## WHAT IS REQUIRED
Turn every line of the listing below into a Markdown table with two columns, "Row" for the row number and "Line" for the line itself. Leave out blank lines.

## RECORDS PROVIDED

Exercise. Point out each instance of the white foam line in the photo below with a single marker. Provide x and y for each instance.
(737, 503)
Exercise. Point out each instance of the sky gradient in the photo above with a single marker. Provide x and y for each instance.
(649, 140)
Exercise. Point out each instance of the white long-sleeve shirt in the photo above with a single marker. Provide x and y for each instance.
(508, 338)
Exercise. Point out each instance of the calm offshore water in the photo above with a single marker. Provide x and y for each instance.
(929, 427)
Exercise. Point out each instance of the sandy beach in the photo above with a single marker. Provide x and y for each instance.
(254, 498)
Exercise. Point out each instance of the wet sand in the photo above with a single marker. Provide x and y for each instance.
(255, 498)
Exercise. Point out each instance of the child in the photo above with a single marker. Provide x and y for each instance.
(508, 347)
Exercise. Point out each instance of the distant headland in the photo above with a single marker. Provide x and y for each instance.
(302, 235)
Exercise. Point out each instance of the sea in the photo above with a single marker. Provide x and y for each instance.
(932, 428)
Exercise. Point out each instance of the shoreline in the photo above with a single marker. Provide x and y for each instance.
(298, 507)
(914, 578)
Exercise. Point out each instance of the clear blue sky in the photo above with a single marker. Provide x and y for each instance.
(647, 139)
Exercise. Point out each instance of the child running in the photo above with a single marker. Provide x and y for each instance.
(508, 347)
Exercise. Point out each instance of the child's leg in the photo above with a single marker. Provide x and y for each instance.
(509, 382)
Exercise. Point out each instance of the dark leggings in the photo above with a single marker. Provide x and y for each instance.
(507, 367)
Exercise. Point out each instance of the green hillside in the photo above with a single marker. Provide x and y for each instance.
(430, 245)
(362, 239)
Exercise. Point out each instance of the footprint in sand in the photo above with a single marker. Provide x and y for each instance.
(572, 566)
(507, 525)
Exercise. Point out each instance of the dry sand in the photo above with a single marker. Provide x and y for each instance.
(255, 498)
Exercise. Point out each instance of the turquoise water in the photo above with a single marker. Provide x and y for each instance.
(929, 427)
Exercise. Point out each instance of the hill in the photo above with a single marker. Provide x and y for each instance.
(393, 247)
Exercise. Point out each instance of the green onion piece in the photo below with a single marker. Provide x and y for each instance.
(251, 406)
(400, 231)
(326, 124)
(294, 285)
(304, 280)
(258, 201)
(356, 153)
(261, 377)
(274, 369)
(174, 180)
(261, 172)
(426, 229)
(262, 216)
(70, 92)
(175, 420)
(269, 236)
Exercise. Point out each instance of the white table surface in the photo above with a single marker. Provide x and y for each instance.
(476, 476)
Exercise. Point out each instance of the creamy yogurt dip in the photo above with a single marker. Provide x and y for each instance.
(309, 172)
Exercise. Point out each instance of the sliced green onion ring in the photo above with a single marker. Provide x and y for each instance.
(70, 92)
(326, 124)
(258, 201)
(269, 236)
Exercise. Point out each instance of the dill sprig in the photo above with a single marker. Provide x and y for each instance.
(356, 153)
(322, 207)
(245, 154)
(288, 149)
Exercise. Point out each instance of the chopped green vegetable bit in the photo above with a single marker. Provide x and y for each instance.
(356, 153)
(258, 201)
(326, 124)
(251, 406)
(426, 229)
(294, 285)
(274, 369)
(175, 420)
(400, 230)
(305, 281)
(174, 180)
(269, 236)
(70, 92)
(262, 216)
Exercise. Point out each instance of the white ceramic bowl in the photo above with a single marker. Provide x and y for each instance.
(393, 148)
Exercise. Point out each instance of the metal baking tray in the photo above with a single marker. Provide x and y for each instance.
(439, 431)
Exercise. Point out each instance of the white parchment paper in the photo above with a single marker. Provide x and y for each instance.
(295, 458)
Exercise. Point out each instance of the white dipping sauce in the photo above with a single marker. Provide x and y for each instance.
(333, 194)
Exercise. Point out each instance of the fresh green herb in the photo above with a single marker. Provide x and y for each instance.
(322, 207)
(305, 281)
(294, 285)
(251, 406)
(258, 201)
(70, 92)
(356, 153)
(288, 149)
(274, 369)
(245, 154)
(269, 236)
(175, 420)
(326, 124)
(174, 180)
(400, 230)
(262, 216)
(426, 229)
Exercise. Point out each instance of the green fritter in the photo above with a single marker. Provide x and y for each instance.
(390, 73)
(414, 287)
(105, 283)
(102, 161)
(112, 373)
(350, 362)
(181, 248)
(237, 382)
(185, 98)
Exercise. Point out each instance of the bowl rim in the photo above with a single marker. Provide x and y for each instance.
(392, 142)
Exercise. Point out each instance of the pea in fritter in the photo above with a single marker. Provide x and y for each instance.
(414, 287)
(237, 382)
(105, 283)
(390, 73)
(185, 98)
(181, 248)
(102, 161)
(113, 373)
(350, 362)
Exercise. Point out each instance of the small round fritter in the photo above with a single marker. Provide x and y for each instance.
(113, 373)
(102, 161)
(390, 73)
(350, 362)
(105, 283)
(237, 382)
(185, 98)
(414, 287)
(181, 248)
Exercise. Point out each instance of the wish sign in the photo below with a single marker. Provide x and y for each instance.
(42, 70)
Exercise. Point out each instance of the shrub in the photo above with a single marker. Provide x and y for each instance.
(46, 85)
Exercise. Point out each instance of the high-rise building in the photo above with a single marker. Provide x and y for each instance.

## FINISHED ANSWER
| Row | Line |
|---|---|
| 1 | Exercise. Point out each instance of the white foam line in the photo below with a single marker. Provide x and y for each instance. |
| 2 | (737, 503) |
| 3 | Exercise. Point out each instance of the sky gradient in the photo above with a single marker. Provide x and y for each instance. |
| 4 | (649, 140) |
| 5 | Exercise. Point out each instance of the white long-sleeve shirt in the photo above with a single marker. Provide x and y for each instance. |
| 6 | (508, 338) |
| 7 | Exercise. Point out each instance of the calm offshore water in the photo above with a single marker. Provide x and y for each instance. |
| 8 | (929, 427) |
| 9 | Exercise. Point out each instance of the sandy beach in the photo above with a single marker. Provide x and y for each instance. |
| 10 | (254, 498) |
| 11 | Exercise. Point out each instance of the wet sand in the photo above with a single marker. Provide x and y for each instance. |
| 12 | (255, 498) |
| 13 | Exercise. Point out each instance of the child in the photo above with a single marker. Provide x and y for each instance. |
| 14 | (508, 347) |
| 15 | Exercise. Point out each instance of the distant headland in the photo above with a single marker. Provide x and y for each instance. |
| 16 | (302, 235) |
| 17 | Exercise. Point out each instance of the sea in the photo above with a single marker. Provide x and y for each instance. |
| 18 | (932, 428) |
| 19 | Exercise. Point out each instance of the shoreline in the photo above with a single marker. Provide x and y for each instance. |
| 20 | (298, 507) |
| 21 | (914, 578) |
| 22 | Exercise. Point out each instance of the clear blue sky in the photo above with a single marker. Provide x and y for each instance. |
| 23 | (647, 139) |
| 24 | Exercise. Point out each instance of the child running in the photo above with a single marker. Provide x and y for each instance. |
| 25 | (508, 347) |
| 26 | Exercise. Point out each instance of the child's leg in the photo above with a single marker. Provide x and y for each instance. |
| 27 | (509, 382) |
| 28 | Exercise. Point out each instance of the dark leggings in the photo above with a single marker. Provide x and y for each instance. |
| 29 | (507, 367) |
| 30 | Exercise. Point out each instance of the green hillside in the photo above with a single marker. Provide x and y for each instance. |
| 31 | (430, 245) |
| 32 | (362, 239) |
| 33 | Exercise. Point out each instance of the footprint in sand in the photo above with a single marker. Provide x and y for each instance. |
| 34 | (572, 566) |
| 35 | (507, 525) |
| 36 | Exercise. Point out each instance of the dry sand in the photo above with a single marker. Provide x and y for each instance. |
| 37 | (255, 498) |
| 38 | Exercise. Point out each instance of the turquoise water in the photo above with a single marker. Provide x and y for each instance. |
| 39 | (929, 427) |
| 40 | Exercise. Point out each instance of the hill in the photo above with a single marker. Provide x and y for each instance. |
| 41 | (393, 247) |
| 42 | Exercise. Point out each instance of the green onion piece in the photo below with a single marker. Provide x and y for each instance. |
| 43 | (251, 406) |
| 44 | (400, 231) |
| 45 | (326, 124) |
| 46 | (294, 285) |
| 47 | (304, 280) |
| 48 | (258, 201) |
| 49 | (356, 153) |
| 50 | (261, 377) |
| 51 | (274, 369) |
| 52 | (174, 180) |
| 53 | (261, 172) |
| 54 | (426, 229) |
| 55 | (262, 216) |
| 56 | (70, 92) |
| 57 | (175, 420) |
| 58 | (269, 236) |
| 59 | Exercise. Point out each instance of the white table surface in the photo above with a single marker. Provide x and y for each instance. |
| 60 | (476, 476) |
| 61 | Exercise. Point out each instance of the creamy yogurt dip in the photo above with a single marker. Provide x and y for each instance. |
| 62 | (309, 172) |
| 63 | Exercise. Point out each instance of the sliced green onion ring in the photo above with a single marker. Provide x and y for each instance. |
| 64 | (70, 92) |
| 65 | (326, 124) |
| 66 | (258, 201) |
| 67 | (269, 236) |
| 68 | Exercise. Point out each instance of the dill sprig in the photo above with a single marker. Provide x and y for each instance. |
| 69 | (356, 153) |
| 70 | (322, 207) |
| 71 | (245, 154) |
| 72 | (288, 149) |
| 73 | Exercise. Point out each instance of the chopped green vegetable bit in the photo above with a single marker. Provide x and y for each instance. |
| 74 | (356, 153) |
| 75 | (258, 201) |
| 76 | (326, 124) |
| 77 | (251, 406) |
| 78 | (426, 229) |
| 79 | (294, 285) |
| 80 | (274, 369) |
| 81 | (175, 420) |
| 82 | (400, 230) |
| 83 | (305, 281) |
| 84 | (174, 180) |
| 85 | (269, 236) |
| 86 | (70, 92) |
| 87 | (262, 216) |
| 88 | Exercise. Point out each instance of the white ceramic bowl in the photo above with a single marker. Provide x and y for each instance. |
| 89 | (393, 148) |
| 90 | Exercise. Point out each instance of the metal baking tray in the photo above with a single marker. Provide x and y for each instance. |
| 91 | (439, 431) |
| 92 | Exercise. Point out each instance of the white parchment paper in the photo above with a single marker. Provide x and y for each instance. |
| 93 | (295, 458) |
| 94 | Exercise. Point out each instance of the white dipping sauce in the photo above with a single marker. Provide x and y for each instance. |
| 95 | (333, 194) |
| 96 | Exercise. Point out each instance of the fresh green herb in the photo above with a single marker. Provide x and y for each instance. |
| 97 | (322, 207) |
| 98 | (305, 281) |
| 99 | (294, 285) |
| 100 | (251, 406) |
| 101 | (258, 201) |
| 102 | (70, 92) |
| 103 | (356, 153) |
| 104 | (288, 149) |
| 105 | (274, 369) |
| 106 | (245, 154) |
| 107 | (269, 236) |
| 108 | (175, 420) |
| 109 | (326, 124) |
| 110 | (174, 180) |
| 111 | (400, 230) |
| 112 | (262, 216) |
| 113 | (426, 229) |
| 114 | Exercise. Point out each instance of the green fritter in the photo above with a single marker. Provide x and y for each instance. |
| 115 | (390, 73) |
| 116 | (414, 287) |
| 117 | (105, 283) |
| 118 | (102, 161) |
| 119 | (112, 373) |
| 120 | (350, 362) |
| 121 | (181, 248) |
| 122 | (237, 382) |
| 123 | (185, 98) |
| 124 | Exercise. Point out each instance of the bowl rim in the photo above with a single marker. Provide x and y for each instance. |
| 125 | (392, 142) |
| 126 | Exercise. Point out each instance of the pea in fritter in the photo above with a single marker. Provide x and y for each instance. |
| 127 | (414, 287) |
| 128 | (237, 382) |
| 129 | (105, 283) |
| 130 | (390, 73) |
| 131 | (185, 98) |
| 132 | (181, 248) |
| 133 | (102, 161) |
| 134 | (113, 373) |
| 135 | (350, 362) |
| 136 | Exercise. Point out each instance of the small round fritter in the photo above with a single marker. Provide x and y for each instance. |
| 137 | (113, 373) |
| 138 | (102, 161) |
| 139 | (390, 73) |
| 140 | (350, 362) |
| 141 | (105, 283) |
| 142 | (237, 382) |
| 143 | (185, 98) |
| 144 | (414, 287) |
| 145 | (181, 248) |
| 146 | Exercise. Point out each instance of the wish sign in the photo below with a single marker. Provide x and y for each instance. |
| 147 | (42, 70) |
| 148 | Exercise. Point out each instance of the shrub in the photo above with a single marker. Provide x and y for each instance. |
| 149 | (46, 85) |
| 150 | Exercise. Point out each instance of the high-rise building in the photo above with a single marker. Provide x and y for each instance. |